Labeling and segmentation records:
........

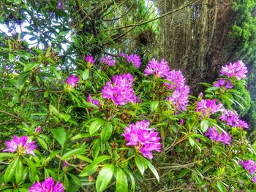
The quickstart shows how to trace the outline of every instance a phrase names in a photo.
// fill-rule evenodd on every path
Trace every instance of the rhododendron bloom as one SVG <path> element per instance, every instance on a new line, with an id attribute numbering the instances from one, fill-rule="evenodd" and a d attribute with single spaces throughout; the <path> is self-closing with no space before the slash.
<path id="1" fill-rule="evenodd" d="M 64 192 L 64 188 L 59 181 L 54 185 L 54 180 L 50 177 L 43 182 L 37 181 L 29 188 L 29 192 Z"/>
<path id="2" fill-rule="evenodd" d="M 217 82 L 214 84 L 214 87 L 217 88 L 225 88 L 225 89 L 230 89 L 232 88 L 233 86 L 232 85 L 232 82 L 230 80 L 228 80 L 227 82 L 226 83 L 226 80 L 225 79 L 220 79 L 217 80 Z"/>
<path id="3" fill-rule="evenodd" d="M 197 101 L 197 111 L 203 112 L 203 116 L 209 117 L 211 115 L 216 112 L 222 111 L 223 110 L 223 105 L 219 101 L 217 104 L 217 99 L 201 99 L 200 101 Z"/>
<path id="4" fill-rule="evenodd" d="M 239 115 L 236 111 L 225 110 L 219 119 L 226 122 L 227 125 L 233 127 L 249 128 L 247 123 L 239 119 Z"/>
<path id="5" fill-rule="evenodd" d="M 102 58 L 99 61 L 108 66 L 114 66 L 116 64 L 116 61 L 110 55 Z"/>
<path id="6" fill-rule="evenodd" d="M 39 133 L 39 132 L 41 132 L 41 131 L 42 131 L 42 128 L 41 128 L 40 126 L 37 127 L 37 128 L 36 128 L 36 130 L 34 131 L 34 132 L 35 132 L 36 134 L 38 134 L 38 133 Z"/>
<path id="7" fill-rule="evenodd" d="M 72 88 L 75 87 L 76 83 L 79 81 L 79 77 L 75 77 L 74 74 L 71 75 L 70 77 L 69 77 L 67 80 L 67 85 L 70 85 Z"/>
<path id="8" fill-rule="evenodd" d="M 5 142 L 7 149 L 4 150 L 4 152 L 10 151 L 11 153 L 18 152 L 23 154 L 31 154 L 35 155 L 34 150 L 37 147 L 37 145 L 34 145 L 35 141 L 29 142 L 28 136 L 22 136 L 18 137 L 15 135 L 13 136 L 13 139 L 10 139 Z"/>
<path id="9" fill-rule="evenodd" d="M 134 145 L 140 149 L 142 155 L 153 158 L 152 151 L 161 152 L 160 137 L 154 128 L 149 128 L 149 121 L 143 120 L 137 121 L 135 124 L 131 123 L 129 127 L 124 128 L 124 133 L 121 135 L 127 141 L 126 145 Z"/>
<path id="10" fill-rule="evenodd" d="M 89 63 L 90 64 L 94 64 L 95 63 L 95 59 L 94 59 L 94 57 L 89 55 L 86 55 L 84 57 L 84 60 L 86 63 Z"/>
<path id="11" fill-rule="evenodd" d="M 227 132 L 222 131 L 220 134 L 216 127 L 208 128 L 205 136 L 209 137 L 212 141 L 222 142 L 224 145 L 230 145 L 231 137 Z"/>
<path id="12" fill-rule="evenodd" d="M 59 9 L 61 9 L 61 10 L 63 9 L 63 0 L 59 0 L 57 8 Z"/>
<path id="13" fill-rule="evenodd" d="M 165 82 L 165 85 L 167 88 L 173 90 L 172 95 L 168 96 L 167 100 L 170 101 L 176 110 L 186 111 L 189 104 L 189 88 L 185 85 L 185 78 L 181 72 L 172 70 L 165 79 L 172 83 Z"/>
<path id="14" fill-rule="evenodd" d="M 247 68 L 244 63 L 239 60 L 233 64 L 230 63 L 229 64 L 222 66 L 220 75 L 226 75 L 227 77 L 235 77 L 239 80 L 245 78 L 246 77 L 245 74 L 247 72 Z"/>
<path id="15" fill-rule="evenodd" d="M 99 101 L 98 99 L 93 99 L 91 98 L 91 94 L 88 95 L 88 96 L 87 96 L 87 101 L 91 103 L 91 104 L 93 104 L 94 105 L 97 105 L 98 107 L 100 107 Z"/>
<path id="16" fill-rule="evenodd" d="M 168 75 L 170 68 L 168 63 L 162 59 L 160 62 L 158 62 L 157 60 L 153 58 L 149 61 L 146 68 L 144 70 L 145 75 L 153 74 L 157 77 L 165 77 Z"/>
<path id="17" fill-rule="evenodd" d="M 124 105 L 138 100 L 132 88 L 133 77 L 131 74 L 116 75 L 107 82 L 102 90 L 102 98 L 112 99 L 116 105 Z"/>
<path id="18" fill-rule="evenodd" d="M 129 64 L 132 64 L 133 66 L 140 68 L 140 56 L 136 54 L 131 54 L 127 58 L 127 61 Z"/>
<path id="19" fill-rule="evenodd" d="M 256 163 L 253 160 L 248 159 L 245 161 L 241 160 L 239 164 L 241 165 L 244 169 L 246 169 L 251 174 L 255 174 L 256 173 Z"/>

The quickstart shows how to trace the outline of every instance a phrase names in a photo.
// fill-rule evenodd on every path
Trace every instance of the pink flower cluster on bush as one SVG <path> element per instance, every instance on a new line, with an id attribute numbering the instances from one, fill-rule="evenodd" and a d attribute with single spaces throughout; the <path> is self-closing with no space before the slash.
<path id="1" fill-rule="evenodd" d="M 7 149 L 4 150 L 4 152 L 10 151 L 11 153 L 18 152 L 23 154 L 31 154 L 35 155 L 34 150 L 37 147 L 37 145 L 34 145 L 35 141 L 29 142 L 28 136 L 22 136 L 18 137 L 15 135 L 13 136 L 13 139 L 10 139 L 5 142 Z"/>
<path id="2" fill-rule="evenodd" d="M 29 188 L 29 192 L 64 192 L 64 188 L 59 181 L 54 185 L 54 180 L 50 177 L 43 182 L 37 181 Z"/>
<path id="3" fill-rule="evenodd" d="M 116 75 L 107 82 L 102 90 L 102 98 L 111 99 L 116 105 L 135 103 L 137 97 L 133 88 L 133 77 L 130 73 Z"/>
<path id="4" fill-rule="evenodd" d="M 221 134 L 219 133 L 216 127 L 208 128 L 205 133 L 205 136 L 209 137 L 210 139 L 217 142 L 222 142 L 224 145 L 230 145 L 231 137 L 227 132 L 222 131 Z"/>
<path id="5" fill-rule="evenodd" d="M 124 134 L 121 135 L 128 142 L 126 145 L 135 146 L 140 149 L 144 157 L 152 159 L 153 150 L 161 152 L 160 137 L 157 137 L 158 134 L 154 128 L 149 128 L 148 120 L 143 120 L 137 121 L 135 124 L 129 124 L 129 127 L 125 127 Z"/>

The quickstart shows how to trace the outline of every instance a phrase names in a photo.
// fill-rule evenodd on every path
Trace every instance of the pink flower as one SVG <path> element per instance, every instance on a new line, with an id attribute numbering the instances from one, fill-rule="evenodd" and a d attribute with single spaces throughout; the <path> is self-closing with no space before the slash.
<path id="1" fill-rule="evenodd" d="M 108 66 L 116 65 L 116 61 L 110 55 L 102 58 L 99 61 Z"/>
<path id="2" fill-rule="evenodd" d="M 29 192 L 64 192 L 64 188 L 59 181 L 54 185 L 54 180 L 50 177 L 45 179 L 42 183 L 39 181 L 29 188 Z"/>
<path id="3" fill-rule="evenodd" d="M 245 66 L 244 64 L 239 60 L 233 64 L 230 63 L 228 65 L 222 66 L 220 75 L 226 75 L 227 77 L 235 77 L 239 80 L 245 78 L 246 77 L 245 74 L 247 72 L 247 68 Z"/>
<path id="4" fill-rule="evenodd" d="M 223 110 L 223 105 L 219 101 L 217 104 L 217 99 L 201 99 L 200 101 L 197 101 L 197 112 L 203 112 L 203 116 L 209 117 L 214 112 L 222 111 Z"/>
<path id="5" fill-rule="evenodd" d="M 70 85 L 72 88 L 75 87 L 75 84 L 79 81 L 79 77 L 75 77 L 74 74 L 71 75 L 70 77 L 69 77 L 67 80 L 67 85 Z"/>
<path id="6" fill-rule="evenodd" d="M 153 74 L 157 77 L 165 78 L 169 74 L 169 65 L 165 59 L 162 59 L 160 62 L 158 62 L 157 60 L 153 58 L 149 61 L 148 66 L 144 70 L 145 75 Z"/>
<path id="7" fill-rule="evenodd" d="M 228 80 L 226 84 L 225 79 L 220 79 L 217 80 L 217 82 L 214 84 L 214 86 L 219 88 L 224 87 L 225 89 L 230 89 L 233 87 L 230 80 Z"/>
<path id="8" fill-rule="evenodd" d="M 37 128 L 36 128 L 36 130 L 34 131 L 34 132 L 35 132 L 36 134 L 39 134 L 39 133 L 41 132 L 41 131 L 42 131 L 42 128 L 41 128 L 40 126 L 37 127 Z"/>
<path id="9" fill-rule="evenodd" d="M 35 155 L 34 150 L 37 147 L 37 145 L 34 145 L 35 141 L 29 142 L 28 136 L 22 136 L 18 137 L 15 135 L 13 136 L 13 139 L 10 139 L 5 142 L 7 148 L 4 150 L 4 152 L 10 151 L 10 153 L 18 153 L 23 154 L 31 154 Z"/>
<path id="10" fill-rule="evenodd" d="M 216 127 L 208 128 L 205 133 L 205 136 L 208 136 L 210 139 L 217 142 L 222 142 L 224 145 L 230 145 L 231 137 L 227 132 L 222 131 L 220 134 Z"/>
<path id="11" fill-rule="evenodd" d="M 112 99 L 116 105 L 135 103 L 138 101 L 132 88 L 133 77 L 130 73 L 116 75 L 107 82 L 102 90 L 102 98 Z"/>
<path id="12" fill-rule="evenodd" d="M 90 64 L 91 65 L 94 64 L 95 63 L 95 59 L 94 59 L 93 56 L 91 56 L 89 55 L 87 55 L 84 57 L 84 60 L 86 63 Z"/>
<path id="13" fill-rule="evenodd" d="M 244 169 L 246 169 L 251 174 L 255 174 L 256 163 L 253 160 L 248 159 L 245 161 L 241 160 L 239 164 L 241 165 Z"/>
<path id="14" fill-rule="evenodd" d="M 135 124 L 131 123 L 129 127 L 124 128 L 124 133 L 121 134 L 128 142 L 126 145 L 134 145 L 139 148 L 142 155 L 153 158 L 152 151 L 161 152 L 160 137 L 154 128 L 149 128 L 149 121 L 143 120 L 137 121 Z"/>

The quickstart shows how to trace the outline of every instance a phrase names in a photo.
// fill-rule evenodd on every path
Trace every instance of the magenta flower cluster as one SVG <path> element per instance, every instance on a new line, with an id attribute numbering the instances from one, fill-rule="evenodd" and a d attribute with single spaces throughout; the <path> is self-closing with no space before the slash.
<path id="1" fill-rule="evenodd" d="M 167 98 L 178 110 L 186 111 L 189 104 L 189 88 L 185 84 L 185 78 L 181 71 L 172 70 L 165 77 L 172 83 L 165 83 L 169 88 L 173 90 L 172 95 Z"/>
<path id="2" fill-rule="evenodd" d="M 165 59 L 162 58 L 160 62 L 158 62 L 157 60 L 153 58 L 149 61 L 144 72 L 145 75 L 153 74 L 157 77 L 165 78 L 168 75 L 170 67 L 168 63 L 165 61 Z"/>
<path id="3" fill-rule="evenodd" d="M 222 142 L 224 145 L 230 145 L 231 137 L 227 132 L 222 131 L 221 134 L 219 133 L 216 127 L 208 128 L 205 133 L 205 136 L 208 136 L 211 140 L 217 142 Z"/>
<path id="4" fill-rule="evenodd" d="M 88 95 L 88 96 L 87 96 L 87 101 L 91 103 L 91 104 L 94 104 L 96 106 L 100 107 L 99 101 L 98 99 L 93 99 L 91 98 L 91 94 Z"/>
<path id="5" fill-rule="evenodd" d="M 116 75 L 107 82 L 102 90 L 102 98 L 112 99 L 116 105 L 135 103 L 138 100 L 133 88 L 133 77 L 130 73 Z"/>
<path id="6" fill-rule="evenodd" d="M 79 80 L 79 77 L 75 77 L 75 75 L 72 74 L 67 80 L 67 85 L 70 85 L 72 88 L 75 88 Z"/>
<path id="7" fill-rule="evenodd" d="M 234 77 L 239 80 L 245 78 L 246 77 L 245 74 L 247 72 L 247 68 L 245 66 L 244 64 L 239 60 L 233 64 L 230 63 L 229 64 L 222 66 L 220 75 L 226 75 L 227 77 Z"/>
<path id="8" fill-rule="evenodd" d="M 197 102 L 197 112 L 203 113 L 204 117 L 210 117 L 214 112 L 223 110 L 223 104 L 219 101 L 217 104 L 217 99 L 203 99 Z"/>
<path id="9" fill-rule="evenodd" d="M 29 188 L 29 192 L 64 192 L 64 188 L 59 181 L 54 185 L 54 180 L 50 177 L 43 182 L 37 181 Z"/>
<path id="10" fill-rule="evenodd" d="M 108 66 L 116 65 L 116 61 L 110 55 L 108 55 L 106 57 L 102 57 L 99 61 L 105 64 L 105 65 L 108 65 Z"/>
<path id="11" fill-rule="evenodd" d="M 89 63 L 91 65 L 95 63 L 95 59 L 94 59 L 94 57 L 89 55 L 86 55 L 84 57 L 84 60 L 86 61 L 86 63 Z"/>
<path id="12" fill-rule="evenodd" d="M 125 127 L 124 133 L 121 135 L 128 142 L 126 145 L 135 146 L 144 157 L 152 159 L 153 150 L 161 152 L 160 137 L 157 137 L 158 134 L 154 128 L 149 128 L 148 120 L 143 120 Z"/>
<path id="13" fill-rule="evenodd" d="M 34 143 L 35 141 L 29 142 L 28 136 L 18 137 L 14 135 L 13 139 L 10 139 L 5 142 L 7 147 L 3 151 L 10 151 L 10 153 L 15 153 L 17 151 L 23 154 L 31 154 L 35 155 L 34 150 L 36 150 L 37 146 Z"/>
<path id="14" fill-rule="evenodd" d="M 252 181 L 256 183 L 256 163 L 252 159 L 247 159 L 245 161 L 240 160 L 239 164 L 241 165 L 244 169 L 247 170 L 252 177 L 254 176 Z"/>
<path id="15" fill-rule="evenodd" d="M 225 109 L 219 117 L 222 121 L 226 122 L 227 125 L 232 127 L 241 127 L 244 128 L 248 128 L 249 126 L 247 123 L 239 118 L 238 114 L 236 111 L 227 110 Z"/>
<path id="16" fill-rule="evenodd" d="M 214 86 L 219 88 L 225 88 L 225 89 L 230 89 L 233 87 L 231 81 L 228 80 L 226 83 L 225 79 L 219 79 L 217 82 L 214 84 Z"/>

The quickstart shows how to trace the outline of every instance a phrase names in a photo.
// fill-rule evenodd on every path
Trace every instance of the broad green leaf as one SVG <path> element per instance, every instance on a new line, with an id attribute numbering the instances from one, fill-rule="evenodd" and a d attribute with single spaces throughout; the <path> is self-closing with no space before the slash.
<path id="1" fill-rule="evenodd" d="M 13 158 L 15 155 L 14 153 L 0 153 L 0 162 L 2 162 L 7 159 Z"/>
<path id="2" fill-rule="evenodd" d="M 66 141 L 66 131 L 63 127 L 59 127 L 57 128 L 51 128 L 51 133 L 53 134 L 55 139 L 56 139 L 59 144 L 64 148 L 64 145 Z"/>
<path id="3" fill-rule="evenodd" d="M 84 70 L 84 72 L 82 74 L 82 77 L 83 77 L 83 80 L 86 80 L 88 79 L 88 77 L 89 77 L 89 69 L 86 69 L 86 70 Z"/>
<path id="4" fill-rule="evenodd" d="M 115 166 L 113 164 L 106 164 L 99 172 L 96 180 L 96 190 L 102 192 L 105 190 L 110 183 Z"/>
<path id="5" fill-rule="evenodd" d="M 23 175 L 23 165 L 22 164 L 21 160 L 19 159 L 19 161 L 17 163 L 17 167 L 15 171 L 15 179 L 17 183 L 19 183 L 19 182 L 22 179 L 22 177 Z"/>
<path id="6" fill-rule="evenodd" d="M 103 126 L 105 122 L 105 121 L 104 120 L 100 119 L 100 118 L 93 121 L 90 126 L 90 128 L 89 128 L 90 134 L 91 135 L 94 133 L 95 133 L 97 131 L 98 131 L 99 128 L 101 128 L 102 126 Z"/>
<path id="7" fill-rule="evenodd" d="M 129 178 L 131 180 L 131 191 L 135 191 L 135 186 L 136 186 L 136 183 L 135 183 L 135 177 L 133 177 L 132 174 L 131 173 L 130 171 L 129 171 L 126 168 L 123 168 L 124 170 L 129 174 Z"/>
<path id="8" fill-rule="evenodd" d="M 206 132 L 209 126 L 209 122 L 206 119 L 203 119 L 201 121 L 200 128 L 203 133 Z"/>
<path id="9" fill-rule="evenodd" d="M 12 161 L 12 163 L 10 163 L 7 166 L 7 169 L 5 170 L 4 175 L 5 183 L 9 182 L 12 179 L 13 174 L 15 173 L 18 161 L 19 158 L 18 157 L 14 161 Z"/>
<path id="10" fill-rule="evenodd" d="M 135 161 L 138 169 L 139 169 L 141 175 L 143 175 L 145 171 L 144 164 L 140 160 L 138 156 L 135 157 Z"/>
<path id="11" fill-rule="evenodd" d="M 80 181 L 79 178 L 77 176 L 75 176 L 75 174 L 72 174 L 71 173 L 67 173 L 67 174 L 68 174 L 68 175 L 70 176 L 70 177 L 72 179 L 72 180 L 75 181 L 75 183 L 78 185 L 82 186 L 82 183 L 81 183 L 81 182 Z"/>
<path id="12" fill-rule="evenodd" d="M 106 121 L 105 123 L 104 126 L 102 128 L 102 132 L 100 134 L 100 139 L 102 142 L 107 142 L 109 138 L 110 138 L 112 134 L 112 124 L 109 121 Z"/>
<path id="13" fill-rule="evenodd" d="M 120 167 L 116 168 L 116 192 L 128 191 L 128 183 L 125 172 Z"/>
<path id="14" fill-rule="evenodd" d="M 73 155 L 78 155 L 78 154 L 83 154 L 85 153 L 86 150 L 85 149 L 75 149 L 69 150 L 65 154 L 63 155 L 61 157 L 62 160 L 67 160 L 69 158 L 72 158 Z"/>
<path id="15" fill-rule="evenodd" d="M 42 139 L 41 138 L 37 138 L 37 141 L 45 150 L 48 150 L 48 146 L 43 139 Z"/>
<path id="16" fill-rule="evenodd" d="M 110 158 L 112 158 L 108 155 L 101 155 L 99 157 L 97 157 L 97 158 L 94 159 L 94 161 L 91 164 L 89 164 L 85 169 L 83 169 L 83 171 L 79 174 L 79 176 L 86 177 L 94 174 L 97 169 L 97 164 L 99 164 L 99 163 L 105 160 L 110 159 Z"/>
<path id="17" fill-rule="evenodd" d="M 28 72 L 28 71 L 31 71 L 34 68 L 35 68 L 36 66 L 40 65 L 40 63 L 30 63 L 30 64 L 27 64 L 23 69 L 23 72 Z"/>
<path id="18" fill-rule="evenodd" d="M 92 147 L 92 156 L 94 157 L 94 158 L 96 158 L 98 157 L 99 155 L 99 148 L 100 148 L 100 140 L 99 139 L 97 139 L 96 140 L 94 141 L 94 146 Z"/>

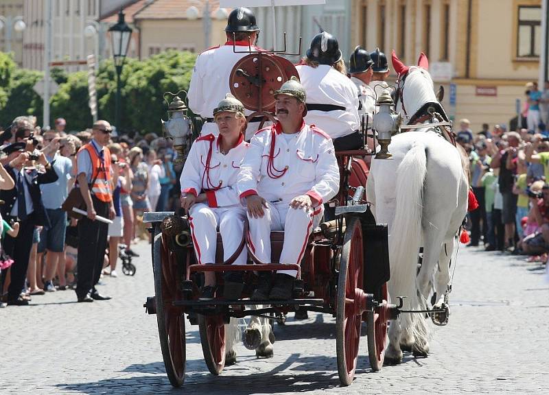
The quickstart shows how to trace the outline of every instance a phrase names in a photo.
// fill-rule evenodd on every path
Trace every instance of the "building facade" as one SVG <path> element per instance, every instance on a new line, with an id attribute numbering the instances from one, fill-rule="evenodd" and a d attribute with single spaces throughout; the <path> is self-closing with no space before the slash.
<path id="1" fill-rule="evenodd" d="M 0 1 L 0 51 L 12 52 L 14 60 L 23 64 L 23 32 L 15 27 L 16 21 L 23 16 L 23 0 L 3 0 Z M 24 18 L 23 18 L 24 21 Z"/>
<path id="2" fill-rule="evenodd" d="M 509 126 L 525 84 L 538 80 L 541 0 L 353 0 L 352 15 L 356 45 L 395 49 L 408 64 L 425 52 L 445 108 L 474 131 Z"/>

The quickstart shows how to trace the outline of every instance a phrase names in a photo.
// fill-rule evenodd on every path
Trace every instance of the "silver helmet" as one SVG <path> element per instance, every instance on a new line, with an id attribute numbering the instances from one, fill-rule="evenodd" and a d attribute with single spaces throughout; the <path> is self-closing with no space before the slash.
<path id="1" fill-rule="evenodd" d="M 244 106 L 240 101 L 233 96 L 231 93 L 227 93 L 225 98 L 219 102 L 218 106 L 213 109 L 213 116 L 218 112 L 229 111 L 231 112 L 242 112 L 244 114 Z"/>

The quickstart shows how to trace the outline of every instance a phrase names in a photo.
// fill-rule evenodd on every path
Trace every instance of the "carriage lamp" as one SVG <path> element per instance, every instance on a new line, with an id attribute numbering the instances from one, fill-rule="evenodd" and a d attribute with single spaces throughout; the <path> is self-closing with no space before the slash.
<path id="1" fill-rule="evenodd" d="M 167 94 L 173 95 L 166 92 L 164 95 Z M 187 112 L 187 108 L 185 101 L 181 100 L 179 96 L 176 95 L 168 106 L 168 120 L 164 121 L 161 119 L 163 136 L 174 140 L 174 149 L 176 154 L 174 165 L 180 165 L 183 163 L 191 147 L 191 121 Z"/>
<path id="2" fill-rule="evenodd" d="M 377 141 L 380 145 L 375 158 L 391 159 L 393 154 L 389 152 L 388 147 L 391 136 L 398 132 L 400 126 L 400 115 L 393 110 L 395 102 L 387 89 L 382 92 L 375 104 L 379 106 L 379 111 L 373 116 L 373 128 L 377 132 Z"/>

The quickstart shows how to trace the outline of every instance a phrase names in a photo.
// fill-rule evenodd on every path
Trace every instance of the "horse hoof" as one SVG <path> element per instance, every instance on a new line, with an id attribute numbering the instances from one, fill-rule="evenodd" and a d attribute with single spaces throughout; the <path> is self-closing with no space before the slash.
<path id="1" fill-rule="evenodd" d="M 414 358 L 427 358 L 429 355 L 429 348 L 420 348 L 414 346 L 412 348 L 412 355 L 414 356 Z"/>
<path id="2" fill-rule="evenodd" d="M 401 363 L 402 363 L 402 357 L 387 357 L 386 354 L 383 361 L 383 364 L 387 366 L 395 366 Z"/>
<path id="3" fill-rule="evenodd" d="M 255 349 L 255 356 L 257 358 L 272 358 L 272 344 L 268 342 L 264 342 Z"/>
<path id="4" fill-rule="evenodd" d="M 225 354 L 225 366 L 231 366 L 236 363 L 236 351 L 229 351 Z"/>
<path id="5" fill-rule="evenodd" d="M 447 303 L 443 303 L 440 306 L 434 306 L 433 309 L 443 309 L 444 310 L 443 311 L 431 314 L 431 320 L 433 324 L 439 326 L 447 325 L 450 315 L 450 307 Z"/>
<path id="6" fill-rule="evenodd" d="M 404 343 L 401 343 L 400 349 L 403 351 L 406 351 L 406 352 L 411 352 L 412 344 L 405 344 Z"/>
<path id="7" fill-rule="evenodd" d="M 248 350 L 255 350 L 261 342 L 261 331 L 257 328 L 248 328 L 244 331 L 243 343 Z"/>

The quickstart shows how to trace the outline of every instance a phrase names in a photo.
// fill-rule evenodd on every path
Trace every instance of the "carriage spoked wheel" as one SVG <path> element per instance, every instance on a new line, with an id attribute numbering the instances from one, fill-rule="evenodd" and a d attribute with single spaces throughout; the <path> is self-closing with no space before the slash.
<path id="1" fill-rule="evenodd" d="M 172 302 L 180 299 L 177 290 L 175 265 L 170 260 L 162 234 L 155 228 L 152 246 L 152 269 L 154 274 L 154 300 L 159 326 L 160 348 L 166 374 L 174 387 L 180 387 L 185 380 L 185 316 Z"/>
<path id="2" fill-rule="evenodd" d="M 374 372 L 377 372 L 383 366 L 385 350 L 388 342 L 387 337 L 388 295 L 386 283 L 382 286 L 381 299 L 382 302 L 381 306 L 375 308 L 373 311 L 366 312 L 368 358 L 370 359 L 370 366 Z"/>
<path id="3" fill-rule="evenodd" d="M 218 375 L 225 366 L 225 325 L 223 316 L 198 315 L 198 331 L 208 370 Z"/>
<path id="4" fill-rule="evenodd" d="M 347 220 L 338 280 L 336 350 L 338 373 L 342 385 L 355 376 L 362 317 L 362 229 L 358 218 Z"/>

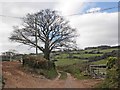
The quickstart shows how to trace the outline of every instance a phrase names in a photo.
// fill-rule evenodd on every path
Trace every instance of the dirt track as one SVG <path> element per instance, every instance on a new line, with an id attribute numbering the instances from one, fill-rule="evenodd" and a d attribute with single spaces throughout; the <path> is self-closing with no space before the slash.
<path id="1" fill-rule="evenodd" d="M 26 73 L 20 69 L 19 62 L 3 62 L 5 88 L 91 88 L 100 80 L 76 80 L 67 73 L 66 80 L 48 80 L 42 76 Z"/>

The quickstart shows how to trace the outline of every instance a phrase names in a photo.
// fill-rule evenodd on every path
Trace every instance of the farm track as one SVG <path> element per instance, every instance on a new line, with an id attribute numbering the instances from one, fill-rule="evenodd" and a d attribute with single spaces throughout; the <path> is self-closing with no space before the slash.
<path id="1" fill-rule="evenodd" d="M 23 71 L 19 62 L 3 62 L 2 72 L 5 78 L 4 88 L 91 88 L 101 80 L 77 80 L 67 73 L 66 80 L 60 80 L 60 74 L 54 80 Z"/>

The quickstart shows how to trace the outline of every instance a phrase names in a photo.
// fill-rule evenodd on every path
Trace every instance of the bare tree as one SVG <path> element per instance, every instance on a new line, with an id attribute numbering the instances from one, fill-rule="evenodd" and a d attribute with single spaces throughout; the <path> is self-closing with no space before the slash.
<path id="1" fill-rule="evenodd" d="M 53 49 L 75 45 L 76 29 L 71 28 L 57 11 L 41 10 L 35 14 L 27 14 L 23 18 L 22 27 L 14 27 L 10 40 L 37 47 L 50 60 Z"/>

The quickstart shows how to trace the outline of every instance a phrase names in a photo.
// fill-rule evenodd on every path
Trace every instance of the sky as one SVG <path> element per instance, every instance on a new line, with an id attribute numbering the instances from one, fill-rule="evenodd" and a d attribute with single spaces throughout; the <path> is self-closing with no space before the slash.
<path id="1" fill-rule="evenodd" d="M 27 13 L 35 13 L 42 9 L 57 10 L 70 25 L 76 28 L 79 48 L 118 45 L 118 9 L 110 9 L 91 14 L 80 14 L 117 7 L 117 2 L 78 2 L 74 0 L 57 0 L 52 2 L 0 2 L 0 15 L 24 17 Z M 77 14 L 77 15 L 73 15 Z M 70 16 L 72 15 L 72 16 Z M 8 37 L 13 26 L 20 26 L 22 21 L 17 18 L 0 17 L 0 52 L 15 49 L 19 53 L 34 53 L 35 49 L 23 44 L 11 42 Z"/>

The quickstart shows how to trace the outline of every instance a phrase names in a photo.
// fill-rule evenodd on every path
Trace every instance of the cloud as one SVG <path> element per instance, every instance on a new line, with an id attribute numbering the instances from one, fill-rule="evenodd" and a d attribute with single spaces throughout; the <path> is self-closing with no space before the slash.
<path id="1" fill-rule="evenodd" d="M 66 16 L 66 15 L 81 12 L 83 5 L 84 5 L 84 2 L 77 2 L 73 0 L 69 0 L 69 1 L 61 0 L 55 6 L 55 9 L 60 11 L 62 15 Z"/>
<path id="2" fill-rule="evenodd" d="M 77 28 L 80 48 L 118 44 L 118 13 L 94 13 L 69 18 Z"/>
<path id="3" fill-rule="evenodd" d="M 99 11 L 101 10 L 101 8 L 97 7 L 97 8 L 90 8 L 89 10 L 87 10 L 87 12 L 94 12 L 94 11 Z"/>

........

Please copy out the records from their start through the line containing "L 75 87 L 76", substituting "azalea blossom" for "rhododendron bloom" and leaving all else unchanged. Omit the pictures.

The quickstart shows how to trace the outline of every instance a phrase names in a photo.
// fill-rule evenodd on every path
Trace every instance of the azalea blossom as one SVG <path> element per instance, every instance on a new line, with an id attribute numbering the instances from one, fill-rule="evenodd" and a d attribute with single spaces throughout; the <path> is self-closing with no space before the slash.
<path id="1" fill-rule="evenodd" d="M 64 192 L 64 188 L 59 181 L 54 185 L 54 180 L 50 177 L 43 182 L 37 181 L 29 188 L 29 192 Z"/>
<path id="2" fill-rule="evenodd" d="M 217 82 L 214 84 L 214 87 L 217 88 L 225 88 L 225 89 L 230 89 L 232 88 L 233 86 L 232 85 L 232 82 L 230 80 L 228 80 L 227 82 L 226 83 L 226 80 L 225 79 L 220 79 L 217 80 Z"/>
<path id="3" fill-rule="evenodd" d="M 197 101 L 197 111 L 203 112 L 203 116 L 209 117 L 211 115 L 216 112 L 222 111 L 223 110 L 223 105 L 219 101 L 217 104 L 217 99 L 201 99 L 200 101 Z"/>
<path id="4" fill-rule="evenodd" d="M 239 115 L 236 111 L 225 110 L 219 119 L 226 122 L 227 125 L 233 127 L 249 128 L 247 123 L 239 119 Z"/>
<path id="5" fill-rule="evenodd" d="M 102 58 L 99 61 L 108 66 L 114 66 L 116 64 L 116 61 L 110 55 Z"/>
<path id="6" fill-rule="evenodd" d="M 39 133 L 39 132 L 41 132 L 41 131 L 42 131 L 42 128 L 41 128 L 40 126 L 37 127 L 37 128 L 36 128 L 36 130 L 34 131 L 34 132 L 35 132 L 36 134 L 38 134 L 38 133 Z"/>
<path id="7" fill-rule="evenodd" d="M 72 88 L 75 87 L 76 83 L 79 81 L 79 77 L 75 77 L 74 74 L 71 75 L 70 77 L 69 77 L 67 80 L 67 85 L 70 85 Z"/>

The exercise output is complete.